[Point localization data]
****************************************

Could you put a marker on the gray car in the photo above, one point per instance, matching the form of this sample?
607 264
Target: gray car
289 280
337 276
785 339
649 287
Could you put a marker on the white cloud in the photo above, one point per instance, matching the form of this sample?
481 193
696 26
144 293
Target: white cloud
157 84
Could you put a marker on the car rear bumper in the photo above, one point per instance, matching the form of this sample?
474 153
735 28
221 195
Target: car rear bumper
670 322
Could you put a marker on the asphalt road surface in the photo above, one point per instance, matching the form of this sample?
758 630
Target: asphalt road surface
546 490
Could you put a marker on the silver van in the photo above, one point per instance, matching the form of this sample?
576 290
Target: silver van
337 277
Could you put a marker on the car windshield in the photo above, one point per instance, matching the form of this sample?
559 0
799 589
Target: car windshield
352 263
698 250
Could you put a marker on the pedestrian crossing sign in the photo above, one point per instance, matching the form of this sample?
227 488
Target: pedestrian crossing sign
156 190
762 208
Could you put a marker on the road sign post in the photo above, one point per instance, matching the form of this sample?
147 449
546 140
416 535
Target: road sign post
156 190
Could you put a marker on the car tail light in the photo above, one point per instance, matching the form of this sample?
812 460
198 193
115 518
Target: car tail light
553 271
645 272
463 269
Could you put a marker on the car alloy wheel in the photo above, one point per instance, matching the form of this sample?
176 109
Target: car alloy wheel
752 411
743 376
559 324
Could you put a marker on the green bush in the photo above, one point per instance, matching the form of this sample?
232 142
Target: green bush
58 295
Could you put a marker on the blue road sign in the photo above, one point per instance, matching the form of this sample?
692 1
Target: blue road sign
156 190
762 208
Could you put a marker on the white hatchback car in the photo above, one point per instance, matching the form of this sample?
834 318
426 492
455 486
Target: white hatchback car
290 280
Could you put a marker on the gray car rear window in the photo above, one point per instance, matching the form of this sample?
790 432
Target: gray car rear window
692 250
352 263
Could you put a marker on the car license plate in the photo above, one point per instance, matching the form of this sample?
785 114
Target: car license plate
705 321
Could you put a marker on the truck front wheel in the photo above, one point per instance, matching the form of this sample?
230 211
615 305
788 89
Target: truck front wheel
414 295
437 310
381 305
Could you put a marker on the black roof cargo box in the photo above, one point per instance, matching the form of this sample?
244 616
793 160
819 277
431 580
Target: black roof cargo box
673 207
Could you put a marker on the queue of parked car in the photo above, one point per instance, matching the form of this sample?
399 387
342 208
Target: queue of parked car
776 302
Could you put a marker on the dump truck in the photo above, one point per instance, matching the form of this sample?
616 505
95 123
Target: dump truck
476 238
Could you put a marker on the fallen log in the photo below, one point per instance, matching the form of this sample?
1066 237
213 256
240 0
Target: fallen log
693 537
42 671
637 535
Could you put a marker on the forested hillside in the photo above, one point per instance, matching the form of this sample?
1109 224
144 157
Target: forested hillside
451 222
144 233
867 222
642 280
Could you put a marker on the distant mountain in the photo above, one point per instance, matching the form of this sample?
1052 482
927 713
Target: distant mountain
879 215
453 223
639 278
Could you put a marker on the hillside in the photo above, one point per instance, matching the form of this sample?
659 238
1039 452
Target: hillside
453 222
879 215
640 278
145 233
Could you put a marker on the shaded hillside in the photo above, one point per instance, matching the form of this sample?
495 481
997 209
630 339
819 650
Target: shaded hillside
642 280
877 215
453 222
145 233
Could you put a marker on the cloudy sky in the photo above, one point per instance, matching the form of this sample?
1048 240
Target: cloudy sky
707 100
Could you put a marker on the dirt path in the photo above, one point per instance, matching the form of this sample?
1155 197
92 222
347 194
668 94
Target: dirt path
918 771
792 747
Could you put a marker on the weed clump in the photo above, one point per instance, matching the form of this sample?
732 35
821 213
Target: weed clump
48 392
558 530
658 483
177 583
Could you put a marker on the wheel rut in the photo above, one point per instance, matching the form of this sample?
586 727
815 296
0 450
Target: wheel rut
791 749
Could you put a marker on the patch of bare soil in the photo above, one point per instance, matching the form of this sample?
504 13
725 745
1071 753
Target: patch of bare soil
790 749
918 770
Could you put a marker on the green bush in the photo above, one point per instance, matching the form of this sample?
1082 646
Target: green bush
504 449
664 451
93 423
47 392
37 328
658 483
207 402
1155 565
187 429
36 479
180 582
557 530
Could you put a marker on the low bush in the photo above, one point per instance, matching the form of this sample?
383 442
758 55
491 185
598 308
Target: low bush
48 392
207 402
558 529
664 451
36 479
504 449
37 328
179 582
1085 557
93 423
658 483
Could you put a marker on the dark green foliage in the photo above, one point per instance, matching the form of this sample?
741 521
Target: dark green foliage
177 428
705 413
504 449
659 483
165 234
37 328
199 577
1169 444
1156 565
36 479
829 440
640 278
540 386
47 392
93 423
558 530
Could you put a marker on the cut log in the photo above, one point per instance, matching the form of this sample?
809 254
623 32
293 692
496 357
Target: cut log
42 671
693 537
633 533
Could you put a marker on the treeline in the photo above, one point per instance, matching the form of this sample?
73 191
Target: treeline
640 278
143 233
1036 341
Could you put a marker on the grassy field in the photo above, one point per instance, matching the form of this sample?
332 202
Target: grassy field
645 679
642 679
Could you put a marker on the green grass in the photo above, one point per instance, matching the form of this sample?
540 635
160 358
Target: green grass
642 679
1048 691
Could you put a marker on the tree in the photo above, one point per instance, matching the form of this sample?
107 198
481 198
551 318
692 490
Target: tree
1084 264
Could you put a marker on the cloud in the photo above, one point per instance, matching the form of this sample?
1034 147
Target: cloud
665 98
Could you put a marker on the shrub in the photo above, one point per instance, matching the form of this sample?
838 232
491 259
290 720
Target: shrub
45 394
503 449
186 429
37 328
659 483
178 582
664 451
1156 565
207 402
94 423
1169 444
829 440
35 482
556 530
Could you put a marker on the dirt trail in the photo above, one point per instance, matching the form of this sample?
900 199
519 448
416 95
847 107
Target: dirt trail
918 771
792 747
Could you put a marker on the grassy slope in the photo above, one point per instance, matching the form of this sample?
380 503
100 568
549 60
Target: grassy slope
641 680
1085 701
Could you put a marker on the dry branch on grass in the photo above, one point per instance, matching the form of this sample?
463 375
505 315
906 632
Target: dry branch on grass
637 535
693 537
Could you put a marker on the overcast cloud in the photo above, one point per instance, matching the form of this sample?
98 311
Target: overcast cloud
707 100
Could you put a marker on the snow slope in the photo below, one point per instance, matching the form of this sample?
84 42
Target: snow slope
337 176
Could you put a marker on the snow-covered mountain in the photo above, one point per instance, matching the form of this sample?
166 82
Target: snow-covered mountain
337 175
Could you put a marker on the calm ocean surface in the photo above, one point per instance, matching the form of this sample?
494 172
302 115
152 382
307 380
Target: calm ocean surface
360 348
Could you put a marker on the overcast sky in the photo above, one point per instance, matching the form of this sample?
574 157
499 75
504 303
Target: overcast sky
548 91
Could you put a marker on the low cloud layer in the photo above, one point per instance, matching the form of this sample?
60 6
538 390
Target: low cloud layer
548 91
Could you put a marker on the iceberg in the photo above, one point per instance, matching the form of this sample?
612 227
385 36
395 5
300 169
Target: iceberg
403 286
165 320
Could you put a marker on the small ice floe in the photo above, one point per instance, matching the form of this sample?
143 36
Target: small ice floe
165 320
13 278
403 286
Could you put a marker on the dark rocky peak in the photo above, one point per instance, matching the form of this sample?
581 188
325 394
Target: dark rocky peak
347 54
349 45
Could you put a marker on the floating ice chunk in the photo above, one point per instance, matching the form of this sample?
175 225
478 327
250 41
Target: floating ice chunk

****************************************

◆ Exercise prompt ◆
Every entry above should come back exactly as written.

◆ Written solution ◆
Could you put a marker on the gray car in the photo above, one point per instance, matching the form of this sample?
607 264
Target: gray car
289 280
337 276
785 339
649 287
Could you put a marker on the white cloud in the photo above, one point per instance, matching the form of this sample?
481 193
696 26
144 293
Target: white cloud
157 84
Could you put a marker on the car rear bumper in the photo above, one point per instance, matching the form of this sample?
474 153
735 28
221 195
Target: car rear bumper
670 322
Could you put a marker on the asphalt road surface in the photo above, one point per instance, matching the form of this sample?
758 630
Target: asphalt road surface
546 490
Could you put a marker on the silver van in the photo above, one point per instance, matching the form of this sample?
576 290
Target: silver van
337 277
Could you put a marker on the car windshield in the photo above, one point per instance, matching the form of this sample?
559 0
799 589
Target: car windshield
352 263
698 250
Could you put a marker on the pedestrian crossing sign in the photo above, one point per instance, matching the form of this sample?
227 488
Target: pedestrian crossing sign
156 190
762 208
Could you put a marker on the road sign post in the photo above, one point per instance, matching the form of this sample?
147 449
546 140
416 535
Target: road sign post
156 190
Could you put a marker on the car tail light in the photo above, one point per instance, matching the form of this sample?
812 460
198 193
115 518
Target: car tail light
553 271
645 272
463 269
Could you put a marker on the car alloy wheel in the photo above, one point per instance, matching the form of this sample?
176 109
Target: car alloy wheel
752 411
743 376
559 324
Could you put a marker on the green bush in the photo above, one point per instance, matching the form of this sample?
232 142
Target: green bush
58 295
Could you put a marker on the blue road sign in the photo above, one point per instance, matching the form of this sample?
692 1
Target: blue road sign
156 190
762 208
Could you put a marker on the white hatchback car in the photo above, one point per instance, matching the form of this sample?
834 318
426 492
455 486
Target: white hatchback car
290 280
Could you put a marker on the gray car rear window in the photo above, one point per instance, matching the form of this sample?
790 432
Target: gray car rear window
692 250
352 263
Could you put a marker on the car license plate in the photo above, one point per instance, matching the form of this sample?
785 114
Target: car license plate
705 321
Could you put a marker on the truck front wheel in the photo above, one point per instance, matching the form of this sample?
230 211
615 305
788 89
Target: truck front wheel
414 295
437 310
381 305
Could you put a marker on the black roof cargo box in the photo above, one point per instance, matching the form of this sample?
244 616
793 160
819 277
431 580
Target: black roof cargo box
673 207
Could you put a marker on the queue of parked car in the photo above, one point per instance, matching the form of this sample?
399 387
342 208
Target: queue of parked car
776 302
Could you put a marker on the dump truck in the photo above, one point per instance, matching the form of this sample?
616 505
95 123
Target: dump truck
476 238
Could you put a marker on the fallen log in the photo below, one point per instance, matching the form of this sample?
1066 237
213 256
240 0
Target: fallen log
693 537
42 671
637 535
Could you put a marker on the forested hillside in the photo above, one point per instance, matching the form of this sample?
1109 224
144 157
Target: forested hillside
451 222
144 233
867 222
642 280
Could you put a marker on the distant mountain in the photo above, one point per instance, matching the form of this sample?
1052 482
927 713
Target: distant mountain
879 215
453 223
639 278
Could you put a marker on the hillside in the photo above, one point per instance, matching the form of this sample?
659 238
1039 452
Target: hillside
453 222
879 215
640 278
145 233
Could you put a marker on the shaded hillside in the photo above, one point per instance, matching the form of this sample?
495 481
997 209
630 339
819 650
Target: shaded hillside
642 280
877 215
453 222
145 233
Could you put a marker on the cloudy sky in the photo above, one point per instance, matching the form of this sample?
1048 240
Target: cloudy sky
707 100
Could you put a marker on the dirt path in the photo above, one point per instance, matching the form of this sample?
1155 197
92 222
347 194
668 94
Target: dirt path
918 771
792 747
Could you put a marker on the weed clump in the photo above, one point per instance, matching the form of this sample?
732 35
821 213
Target: weed clump
48 392
558 530
658 483
177 583
Could you put a marker on the wheel rut in the photo above, one point per instance, matching the form of this sample?
586 727
815 296
0 450
Target: wheel rut
791 749
Could you put a marker on the patch of bare soil in the photo above, one point per instance, matching the form of this sample?
504 13
725 745
1071 753
Target: patch of bare soil
790 749
918 770
Could you put a marker on the green bush in the photo above, one point per instance, matching the form of this sample?
1082 646
Target: green bush
504 449
664 451
93 423
47 392
37 328
658 483
207 402
1155 565
187 429
36 479
180 582
557 530
Could you put a marker on the low bush in the photo above, one point per instance, matching the form of this sample?
383 442
758 55
491 185
598 308
Target: low bush
48 392
207 402
558 529
664 451
36 479
504 449
37 328
179 582
1085 557
93 423
658 483
Could you put a marker on the dark green foliage in the photo above, one point per instance, matching the form of this sample?
741 521
Target: dark green foliage
177 428
705 413
504 449
659 483
165 234
37 328
199 577
1169 444
1156 565
36 479
829 440
640 278
540 386
47 392
93 423
558 530
Could you put a marker on the cut log in the photo above, one point per instance, matching the form of this sample?
809 254
623 32
293 692
496 357
Target: cut log
42 671
693 537
633 533
Could you put a marker on the treeline in the photo above, one point per instance, matching the form of this sample?
73 191
Target: treeline
640 278
143 233
1036 341
Could you put a marker on the grassy field in the photo above, one point per instance, matching the form of this sample?
332 202
Target: grassy field
645 679
642 679
Could you put a marker on the green grass in the photo above, one point per instance, matching the form of this sample?
540 635
160 358
Target: green grass
642 679
1048 691
Could you put a marker on the tree in the photo above, one point per instance, matching the form of this sample?
107 198
481 198
551 318
692 490
Target: tree
1084 264
Could you put a marker on the cloud in the photo above, one point per instance, matching the form of this sample?
1034 147
Target: cloud
665 98
Could you put a marker on the shrub in the photo above, one point per instance, matching the form of this sample?
838 232
491 259
290 720
Target: shrub
45 394
503 449
186 429
37 328
659 483
178 582
664 451
1156 565
207 402
94 423
1169 444
829 440
35 482
556 530
Could you put a marker on the dirt trail in the photo above, one point per instance, matching the form of this sample?
900 199
519 448
416 95
847 107
Target: dirt trail
918 771
792 747
Could you put a marker on the grassy slope in the photo above, one point per instance, matching the form of this sample?
380 503
100 568
549 60
Target: grassy slope
641 680
1085 701
Could you put a marker on the dry branch on grass in the photo above, one point per instance, matching the form of this sample?
463 375
505 315
906 632
Target: dry branch on grass
637 535
693 537
Could you put a marker on the overcast cloud in the photo above, one point per instance, matching the form of this sample?
98 311
Target: overcast cloud
707 100
Could you put a marker on the snow slope in the photo below, one point per instance, matching the form of this sample?
84 42
Target: snow slope
337 176
Could you put a marker on the snow-covered mountain in the photo above, one point per instance, matching the form of this sample?
166 82
Target: snow-covered mountain
337 175
Could you put a marker on the calm ocean surface in the photo above, one point per instance, matching the form of this sample?
494 172
302 115
152 382
307 380
Target: calm ocean surface
360 348
Could you put a marker on the overcast sky in the photo above, one point per instance, matching the form of this sample?
574 157
499 75
504 303
Target: overcast sky
548 91
Could you put a marker on the low cloud layer in the photo above, one point per instance, matching the form of this sample?
60 6
538 390
Target: low cloud layer
548 91
Could you put a marker on the iceberg in the photo above, one point per instance, matching the form of this sample?
612 227
385 36
395 5
300 169
Target: iceberg
403 286
165 320
Could you put a marker on the small ice floe in the photo above, one point per instance, matching the form of this sample?
143 36
Target: small ice floe
165 320
13 278
403 286
Could you put a marker on the dark rocky peak in the photo above, one point per instance, matching the form of this sample?
581 188
325 394
Target: dark rocky peak
347 54
349 45
Could you put a marker on the floating ice chunk in the photo above, one point per instance, matching the form of this sample?
175 225
478 327
250 41
Target: floating ice chunk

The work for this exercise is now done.